— start Article —

388 in various calendars
- Gregorian calendar: 388 CCCLXXXVIII
- Ab urbe condita: 1141
- Assyrian calendar: 5138
- Balinese saka calendar: 309–310
- Bengali calendar: −206 – −205
- Berber calendar: 1338
- Buddhist calendar: 932
- Burmese calendar: −250
- Byzantine calendar: 5896–5897
- Chinese calendar: 丁亥年 (Fire Pig) 3085 or 2878 — to — 戊子年 (Earth Rat) 3086 or 2879
- Coptic calendar: 104–105
- Discordian calendar: 1554
- Ethiopian calendar: 380–381
- Hebrew calendar: 4148–4149
- - Vikram Samvat: 444–445
- - Shaka Samvat: 309–310
- - Kali Yuga: 3488–3489
- Holocene calendar: 10388
- Iranian calendar: 234 BP – 233 BP
- Islamic calendar: 241 BH – 240 BH
- Javanese calendar: 271–272
- Julian calendar: 388 CCCLXXXVIII
- Korean calendar: 2721
- Minguo calendar: 1524 before ROC 民前1524年
- Nanakshahi calendar: −1080
- Seleucid era: 699/700 AG
- Thai solar calendar: 930–931
- Tibetan calendar: མེ་མོ་ཕག་ལོ་ (female Fire-Boar) 514 or 133 or −639 — to — ས་ཕོ་བྱི་བ་ལོ་ (male Earth-Rat) 515 or 134 or −638

= 388 =

Year 388 (CCCLXXXVIII) was a leap year starting on Saturday of the Julian calendar. At the time, it was known as the Year of the Consulship of Augustus without colleague (or, less frequently, year 1141 Ab urbe condita). The denomination 388 for this year has been used since the early medieval period, when the Anno Domini calendar era became the prevalent method in Europe for naming years.

— end Article —
— start Excerpted data —

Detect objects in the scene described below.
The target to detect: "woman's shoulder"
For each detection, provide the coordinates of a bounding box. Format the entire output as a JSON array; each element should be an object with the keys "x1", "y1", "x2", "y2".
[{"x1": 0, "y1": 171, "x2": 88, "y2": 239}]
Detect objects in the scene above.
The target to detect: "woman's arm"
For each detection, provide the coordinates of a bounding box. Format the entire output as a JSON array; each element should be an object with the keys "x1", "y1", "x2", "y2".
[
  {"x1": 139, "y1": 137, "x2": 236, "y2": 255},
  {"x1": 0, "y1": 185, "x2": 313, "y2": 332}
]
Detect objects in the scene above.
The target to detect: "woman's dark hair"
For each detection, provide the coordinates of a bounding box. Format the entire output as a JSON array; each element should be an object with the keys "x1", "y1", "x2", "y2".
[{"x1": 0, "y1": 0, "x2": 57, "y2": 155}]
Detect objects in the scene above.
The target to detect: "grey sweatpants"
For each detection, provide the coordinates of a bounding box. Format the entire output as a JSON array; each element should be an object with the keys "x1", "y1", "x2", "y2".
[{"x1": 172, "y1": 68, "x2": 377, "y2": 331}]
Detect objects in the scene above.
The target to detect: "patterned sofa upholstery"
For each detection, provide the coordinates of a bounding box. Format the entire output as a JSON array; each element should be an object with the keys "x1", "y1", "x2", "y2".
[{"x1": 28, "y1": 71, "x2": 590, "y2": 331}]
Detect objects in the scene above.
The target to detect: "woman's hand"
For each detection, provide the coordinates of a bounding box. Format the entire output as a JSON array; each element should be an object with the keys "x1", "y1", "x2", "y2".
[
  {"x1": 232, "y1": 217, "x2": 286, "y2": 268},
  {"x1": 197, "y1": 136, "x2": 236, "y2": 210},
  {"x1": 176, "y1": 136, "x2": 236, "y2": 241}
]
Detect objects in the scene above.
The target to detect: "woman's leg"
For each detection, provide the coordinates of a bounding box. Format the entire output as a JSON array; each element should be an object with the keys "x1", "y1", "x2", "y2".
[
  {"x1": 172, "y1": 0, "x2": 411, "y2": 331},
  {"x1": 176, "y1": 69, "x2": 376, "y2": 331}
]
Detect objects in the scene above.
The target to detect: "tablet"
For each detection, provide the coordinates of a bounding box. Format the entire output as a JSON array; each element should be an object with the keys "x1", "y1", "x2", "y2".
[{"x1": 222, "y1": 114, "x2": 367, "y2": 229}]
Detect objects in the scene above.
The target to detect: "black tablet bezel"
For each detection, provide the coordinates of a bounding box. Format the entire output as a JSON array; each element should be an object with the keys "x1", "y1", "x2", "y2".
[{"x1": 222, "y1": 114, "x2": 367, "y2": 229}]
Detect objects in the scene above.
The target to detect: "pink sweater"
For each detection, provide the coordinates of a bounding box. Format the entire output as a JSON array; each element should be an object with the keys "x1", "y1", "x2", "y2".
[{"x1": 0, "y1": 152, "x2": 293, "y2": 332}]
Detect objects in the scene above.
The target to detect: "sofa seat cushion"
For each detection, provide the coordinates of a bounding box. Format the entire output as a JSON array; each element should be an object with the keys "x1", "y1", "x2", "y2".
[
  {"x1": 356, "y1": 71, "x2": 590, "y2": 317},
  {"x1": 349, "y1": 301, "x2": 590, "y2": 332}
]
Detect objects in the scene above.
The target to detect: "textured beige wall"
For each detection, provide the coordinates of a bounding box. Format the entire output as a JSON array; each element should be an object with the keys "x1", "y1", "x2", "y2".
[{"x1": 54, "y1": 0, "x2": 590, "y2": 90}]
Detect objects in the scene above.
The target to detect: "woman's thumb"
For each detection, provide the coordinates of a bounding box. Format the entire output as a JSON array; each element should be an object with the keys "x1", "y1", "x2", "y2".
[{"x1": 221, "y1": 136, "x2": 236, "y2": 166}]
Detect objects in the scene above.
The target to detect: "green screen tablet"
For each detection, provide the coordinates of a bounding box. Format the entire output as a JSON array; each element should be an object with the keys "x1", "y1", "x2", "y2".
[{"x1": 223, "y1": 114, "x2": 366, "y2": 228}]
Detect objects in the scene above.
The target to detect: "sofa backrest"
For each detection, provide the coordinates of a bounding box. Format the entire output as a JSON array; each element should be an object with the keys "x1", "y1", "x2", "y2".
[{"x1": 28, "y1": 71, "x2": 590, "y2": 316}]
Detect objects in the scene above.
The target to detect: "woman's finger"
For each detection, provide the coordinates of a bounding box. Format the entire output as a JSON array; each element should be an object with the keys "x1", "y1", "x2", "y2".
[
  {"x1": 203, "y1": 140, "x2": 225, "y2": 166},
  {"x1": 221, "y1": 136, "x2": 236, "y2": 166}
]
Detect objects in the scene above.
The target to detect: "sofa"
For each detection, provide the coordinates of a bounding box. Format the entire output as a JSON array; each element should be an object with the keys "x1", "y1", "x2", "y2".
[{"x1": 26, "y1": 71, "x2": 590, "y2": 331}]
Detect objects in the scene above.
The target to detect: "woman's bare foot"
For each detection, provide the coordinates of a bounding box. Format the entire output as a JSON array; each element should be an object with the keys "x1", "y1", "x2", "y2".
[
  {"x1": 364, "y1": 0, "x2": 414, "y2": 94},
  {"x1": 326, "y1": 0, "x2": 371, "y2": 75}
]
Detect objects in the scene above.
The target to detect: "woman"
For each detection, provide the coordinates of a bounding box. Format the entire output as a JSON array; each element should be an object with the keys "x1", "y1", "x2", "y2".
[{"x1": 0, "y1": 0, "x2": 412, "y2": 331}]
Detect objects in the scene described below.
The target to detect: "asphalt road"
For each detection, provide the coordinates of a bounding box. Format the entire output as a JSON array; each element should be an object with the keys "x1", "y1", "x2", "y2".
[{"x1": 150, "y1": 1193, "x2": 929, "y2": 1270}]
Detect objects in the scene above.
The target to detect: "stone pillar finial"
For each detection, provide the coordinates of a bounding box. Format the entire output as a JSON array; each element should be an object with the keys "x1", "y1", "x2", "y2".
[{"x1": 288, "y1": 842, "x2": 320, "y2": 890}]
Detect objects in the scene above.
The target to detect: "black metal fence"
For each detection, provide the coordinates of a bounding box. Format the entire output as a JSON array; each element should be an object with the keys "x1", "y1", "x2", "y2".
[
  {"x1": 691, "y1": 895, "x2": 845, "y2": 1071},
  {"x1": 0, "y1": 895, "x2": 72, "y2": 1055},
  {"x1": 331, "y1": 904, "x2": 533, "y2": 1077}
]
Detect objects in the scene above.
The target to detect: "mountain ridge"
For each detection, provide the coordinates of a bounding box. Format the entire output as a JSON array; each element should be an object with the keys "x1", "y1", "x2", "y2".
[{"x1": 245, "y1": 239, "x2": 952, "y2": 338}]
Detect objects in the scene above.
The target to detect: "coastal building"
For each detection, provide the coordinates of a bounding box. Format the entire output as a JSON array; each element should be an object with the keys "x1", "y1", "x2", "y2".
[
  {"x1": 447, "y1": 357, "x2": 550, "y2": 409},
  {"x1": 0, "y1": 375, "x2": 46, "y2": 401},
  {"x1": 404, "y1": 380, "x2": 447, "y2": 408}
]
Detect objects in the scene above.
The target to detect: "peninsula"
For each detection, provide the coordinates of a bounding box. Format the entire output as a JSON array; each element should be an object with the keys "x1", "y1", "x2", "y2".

— end Excerpted data —

> _Stated problem 1_
In the article on the year 388, what day of the week did that year start on?
> _Stated problem 2_
Repeat the passage of the article on the year 388 starting at "Year 388 (CCCLXXXVIII)" and ending at "for naming years.".

> _Complete answer 1_
Saturday, in the Julian calendar.

> _Complete answer 2_
Year 388 (CCCLXXXVIII) was a leap year starting on Saturday of the Julian calendar. At the time, it was known as the Year of the Consulship of Augustus without colleague (or, less frequently, year 1141 Ab urbe condita). The denomination 388 for this year has been used since the early medieval period, when the Anno Domini calendar era became the prevalent method in Europe for naming years.